| Records supplied |
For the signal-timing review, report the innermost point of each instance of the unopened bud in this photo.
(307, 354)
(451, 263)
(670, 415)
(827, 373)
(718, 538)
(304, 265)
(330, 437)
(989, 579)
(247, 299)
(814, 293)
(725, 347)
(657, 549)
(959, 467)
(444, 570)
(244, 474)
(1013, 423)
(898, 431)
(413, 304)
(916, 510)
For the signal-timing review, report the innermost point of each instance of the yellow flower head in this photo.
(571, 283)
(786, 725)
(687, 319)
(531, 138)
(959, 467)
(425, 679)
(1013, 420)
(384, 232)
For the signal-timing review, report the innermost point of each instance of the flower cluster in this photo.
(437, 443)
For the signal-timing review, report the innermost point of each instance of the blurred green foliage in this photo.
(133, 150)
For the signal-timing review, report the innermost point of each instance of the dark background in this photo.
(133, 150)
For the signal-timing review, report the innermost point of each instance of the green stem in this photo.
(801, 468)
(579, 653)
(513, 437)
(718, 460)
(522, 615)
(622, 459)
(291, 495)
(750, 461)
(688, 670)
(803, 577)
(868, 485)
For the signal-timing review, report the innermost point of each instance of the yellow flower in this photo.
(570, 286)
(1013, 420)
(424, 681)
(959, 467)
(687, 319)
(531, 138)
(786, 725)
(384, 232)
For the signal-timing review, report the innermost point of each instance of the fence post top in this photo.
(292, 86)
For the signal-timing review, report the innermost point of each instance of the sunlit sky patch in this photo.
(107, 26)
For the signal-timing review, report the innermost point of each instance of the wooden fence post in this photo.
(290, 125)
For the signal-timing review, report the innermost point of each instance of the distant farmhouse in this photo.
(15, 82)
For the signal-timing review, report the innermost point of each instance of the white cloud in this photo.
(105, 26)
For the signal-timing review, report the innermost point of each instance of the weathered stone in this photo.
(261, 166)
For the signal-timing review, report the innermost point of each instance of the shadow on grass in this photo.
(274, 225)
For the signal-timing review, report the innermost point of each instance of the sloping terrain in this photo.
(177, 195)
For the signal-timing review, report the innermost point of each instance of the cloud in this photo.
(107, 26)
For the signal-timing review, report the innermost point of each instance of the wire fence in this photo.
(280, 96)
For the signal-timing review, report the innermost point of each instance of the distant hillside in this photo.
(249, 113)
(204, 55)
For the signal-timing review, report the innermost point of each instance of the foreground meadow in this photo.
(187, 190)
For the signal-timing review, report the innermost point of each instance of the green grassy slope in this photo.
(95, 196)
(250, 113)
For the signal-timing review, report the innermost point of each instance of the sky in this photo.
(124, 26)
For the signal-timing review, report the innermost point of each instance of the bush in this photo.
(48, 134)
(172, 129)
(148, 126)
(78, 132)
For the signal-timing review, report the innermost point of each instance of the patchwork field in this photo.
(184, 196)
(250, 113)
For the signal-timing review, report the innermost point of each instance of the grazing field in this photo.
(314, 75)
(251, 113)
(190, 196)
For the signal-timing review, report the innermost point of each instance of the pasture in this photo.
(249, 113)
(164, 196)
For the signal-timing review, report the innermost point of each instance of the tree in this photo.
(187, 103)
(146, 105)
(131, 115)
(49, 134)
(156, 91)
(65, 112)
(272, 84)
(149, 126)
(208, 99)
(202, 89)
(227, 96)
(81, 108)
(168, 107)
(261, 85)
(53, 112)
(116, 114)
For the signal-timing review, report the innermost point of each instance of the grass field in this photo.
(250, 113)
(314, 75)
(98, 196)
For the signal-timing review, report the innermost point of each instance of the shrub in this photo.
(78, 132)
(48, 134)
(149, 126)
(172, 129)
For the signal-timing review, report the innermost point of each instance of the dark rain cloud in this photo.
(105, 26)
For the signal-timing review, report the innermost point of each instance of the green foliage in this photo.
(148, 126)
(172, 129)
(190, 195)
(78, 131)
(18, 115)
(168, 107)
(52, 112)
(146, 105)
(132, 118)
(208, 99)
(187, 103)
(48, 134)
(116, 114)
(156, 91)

--

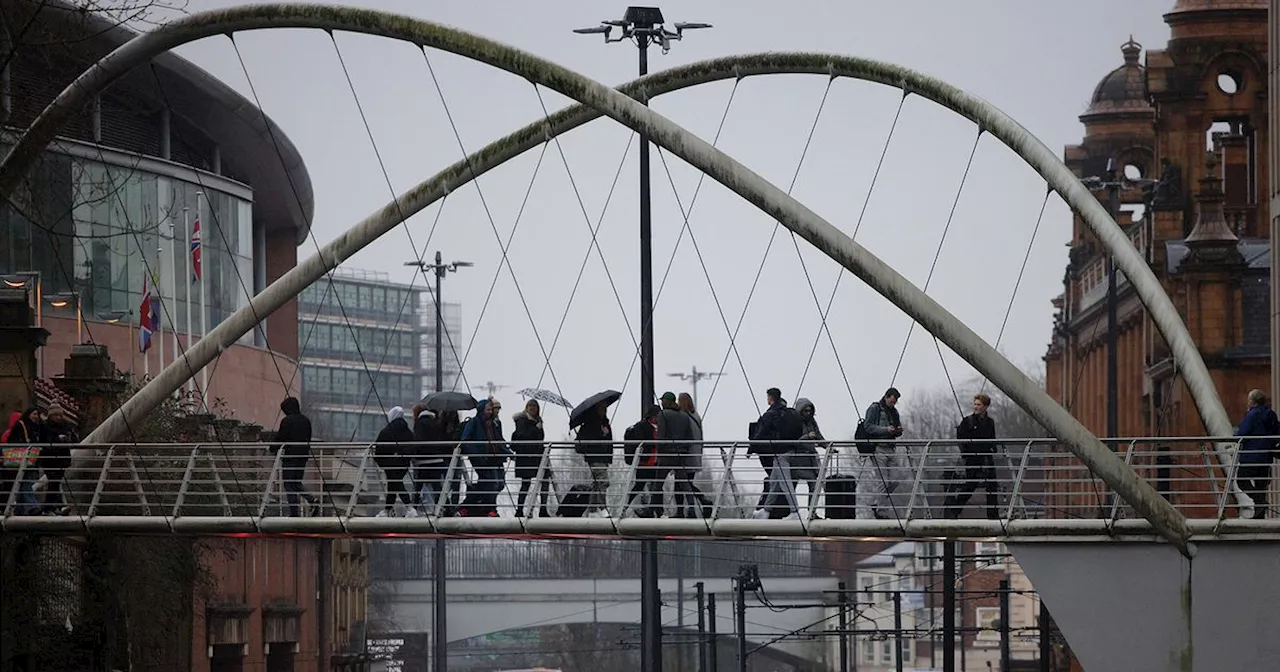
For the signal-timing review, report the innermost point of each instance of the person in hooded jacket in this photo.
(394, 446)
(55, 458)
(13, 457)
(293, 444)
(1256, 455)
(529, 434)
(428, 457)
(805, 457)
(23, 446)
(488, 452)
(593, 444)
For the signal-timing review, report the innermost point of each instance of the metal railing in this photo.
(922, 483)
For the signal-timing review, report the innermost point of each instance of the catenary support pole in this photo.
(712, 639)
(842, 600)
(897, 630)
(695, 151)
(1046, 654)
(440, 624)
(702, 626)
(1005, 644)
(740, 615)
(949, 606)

==

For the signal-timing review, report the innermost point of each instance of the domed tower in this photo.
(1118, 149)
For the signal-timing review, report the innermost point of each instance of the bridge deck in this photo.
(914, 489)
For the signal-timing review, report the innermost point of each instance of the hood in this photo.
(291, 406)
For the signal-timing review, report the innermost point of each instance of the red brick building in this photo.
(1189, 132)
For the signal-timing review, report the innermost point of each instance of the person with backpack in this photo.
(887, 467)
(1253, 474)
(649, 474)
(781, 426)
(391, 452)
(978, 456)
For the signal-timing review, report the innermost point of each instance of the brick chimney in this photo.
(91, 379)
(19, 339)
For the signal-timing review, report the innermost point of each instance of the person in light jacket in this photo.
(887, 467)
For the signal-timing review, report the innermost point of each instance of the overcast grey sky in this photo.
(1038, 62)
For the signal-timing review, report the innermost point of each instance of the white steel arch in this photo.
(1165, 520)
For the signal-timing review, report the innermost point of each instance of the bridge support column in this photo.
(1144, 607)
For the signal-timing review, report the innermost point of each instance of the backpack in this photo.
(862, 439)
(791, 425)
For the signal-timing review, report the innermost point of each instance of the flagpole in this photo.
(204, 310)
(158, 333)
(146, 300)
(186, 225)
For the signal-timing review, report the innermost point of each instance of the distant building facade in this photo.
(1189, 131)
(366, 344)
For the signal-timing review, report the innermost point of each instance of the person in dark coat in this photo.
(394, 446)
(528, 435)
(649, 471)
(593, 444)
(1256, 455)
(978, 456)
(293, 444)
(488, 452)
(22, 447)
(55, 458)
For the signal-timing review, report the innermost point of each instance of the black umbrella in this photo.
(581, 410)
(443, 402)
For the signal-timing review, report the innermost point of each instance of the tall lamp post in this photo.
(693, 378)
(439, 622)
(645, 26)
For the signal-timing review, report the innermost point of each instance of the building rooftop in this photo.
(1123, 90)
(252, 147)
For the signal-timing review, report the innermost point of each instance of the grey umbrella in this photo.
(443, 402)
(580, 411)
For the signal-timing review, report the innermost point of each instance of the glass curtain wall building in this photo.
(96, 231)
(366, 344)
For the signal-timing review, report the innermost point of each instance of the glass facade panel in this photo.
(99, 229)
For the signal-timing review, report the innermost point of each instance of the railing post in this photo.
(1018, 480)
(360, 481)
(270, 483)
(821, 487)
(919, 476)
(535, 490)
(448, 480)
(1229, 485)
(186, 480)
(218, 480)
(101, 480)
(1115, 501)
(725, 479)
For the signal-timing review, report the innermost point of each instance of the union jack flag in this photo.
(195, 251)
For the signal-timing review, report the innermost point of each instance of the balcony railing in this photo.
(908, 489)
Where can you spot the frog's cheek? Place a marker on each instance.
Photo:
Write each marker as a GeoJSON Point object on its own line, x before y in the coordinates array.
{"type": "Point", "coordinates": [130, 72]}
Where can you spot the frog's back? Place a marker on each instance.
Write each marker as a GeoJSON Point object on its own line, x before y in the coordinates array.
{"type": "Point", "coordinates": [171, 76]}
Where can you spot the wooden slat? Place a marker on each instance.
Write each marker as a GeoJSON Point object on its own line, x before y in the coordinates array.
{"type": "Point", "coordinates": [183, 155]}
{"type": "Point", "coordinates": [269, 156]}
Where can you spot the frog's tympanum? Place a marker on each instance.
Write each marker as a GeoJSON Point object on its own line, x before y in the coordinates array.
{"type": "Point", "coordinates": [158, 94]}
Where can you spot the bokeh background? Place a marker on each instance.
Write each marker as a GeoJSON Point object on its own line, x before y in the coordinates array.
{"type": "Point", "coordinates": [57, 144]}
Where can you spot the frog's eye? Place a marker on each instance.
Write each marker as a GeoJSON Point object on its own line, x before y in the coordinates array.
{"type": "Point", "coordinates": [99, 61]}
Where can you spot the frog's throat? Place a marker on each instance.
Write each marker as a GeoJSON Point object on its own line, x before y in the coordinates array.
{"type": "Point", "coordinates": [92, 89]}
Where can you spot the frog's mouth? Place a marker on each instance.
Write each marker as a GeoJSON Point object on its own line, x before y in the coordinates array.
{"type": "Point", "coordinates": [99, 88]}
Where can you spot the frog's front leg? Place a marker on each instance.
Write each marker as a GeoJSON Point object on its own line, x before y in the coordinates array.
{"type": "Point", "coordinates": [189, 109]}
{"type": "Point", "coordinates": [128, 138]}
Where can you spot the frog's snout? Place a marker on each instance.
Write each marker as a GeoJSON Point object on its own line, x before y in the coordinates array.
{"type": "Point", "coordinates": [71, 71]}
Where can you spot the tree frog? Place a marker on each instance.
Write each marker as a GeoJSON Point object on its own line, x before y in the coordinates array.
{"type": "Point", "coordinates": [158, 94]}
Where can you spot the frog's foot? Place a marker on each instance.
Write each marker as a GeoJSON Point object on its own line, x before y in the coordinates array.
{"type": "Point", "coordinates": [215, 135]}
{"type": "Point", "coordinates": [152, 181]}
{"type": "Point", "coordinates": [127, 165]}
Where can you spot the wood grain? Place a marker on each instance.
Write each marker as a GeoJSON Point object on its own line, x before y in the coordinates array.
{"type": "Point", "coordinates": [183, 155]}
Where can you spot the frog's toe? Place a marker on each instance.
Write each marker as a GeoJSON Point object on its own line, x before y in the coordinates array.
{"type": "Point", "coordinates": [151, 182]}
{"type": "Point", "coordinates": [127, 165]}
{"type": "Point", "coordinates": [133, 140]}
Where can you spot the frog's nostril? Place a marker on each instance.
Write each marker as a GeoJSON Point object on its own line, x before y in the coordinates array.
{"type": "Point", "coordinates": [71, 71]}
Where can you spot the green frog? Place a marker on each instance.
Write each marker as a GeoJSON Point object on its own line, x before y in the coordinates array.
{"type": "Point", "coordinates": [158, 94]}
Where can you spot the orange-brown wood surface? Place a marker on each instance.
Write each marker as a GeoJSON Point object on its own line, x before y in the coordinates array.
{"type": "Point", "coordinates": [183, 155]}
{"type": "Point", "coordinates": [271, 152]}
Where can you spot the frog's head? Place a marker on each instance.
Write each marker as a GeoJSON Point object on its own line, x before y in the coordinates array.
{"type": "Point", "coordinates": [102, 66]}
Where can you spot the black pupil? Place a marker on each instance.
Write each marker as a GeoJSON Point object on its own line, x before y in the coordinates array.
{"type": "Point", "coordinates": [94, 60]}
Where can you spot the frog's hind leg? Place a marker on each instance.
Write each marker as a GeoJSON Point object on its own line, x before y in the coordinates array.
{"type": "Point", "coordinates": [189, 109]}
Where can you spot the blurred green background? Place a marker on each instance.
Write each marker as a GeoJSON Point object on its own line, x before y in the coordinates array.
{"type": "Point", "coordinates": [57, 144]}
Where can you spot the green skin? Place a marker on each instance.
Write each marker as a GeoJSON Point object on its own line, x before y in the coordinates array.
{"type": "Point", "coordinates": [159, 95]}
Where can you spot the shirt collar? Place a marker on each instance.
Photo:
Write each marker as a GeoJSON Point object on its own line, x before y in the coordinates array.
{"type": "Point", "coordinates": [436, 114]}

| The task |
Retype the entries above exactly, but only from the line containing "Where can you spot the frog's mouth?" through the line containing "Where can you spot the frog's front", both included.

| Final answer |
Where can you spot the frog's mouth? Place a marker on each instance.
Write each marker as a GeoJSON Point object on its own line, x before y in the coordinates array.
{"type": "Point", "coordinates": [99, 88]}
Where can you spot the frog's front leg? Place a marker on each instance.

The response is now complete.